→ **CHALLENGE 1**
According to the passage on Lawrence's essay, in what year was Insouciance written?

→ **EXTRACTED TEXT**
···
Early on in his elegiac study of how our literary and aesthetic past might animate our political future, Marc Stears singles out DH Lawrence’s “wonderful essay” Insouciance, written in 1928, which he believes embodies “the vision that animates this book”. In the essay, Lawrence describes a meeting with two elderly ladies who try to draw him into a conversation about “Benito Mussolini and the potential threat he posed to the world” as he watches two men mow the lawn of the hotel where they are all staying. For Lawrence, “the worst ogress couldn’t have treated me more villainously. I don’t care about right and wrong, politics, fascism… There was a direct sensuous contact between me, the lake, mountains, cherry trees, mowers… All this was cut off by the fatal shears of the abstract word fascism… the little old lady… beheaded me, and flung my head into abstract space.”
···
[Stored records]
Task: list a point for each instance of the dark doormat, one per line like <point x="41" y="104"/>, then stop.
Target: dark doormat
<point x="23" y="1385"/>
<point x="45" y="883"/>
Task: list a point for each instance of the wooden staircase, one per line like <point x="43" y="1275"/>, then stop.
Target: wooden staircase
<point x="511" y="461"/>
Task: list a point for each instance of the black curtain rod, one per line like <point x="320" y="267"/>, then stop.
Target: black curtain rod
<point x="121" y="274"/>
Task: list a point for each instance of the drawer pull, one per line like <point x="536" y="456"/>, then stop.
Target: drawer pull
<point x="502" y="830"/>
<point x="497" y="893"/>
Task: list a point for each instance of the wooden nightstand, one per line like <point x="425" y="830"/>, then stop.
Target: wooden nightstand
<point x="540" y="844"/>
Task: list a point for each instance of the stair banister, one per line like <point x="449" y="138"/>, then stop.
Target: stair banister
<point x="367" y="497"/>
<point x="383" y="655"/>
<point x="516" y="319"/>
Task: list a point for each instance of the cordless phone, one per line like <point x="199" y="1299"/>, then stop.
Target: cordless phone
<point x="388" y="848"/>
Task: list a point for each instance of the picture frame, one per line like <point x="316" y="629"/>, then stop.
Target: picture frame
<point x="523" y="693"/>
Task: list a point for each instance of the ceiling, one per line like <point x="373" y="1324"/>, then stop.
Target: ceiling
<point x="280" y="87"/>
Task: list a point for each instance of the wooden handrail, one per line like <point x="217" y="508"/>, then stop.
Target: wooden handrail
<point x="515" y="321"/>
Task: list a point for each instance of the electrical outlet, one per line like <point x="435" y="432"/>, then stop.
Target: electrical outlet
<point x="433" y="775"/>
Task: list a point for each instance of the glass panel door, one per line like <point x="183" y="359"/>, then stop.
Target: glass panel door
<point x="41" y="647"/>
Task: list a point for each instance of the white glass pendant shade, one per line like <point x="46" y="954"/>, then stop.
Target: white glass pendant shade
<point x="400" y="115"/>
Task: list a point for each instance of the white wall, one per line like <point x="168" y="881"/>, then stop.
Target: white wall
···
→ **CHALLENGE 2**
State how many lines of the listing contain the string "cordless", treating case as significant. Give only the number.

→ **EXPECTED ANSWER 1**
1928

→ **EXPECTED ANSWER 2**
2